##### Material to process
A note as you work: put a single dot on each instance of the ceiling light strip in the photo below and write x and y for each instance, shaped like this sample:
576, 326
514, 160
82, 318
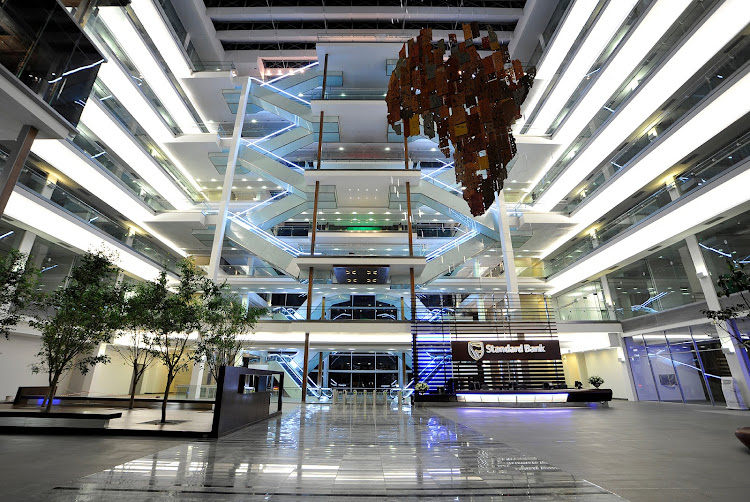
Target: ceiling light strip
130, 40
600, 35
718, 30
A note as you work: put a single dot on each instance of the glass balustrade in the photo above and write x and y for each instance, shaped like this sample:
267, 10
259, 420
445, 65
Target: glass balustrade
89, 143
669, 42
127, 121
711, 80
731, 156
591, 75
70, 203
97, 28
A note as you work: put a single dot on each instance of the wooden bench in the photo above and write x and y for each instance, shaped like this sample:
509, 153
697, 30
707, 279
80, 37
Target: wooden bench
56, 419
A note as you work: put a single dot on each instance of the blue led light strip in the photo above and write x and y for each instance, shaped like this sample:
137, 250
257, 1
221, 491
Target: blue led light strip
264, 84
452, 244
265, 235
292, 73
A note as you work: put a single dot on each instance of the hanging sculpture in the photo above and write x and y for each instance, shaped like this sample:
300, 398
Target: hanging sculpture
466, 99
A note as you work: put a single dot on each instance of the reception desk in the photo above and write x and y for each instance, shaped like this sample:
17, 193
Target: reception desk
541, 398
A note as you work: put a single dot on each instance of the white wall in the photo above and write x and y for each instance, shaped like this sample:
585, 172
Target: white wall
614, 372
111, 379
16, 355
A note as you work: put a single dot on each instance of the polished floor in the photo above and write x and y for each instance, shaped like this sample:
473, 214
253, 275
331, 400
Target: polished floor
341, 453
##########
### Task brief
Give nothing but the number of lines in the entries that include "like".

### Response to the exercise
8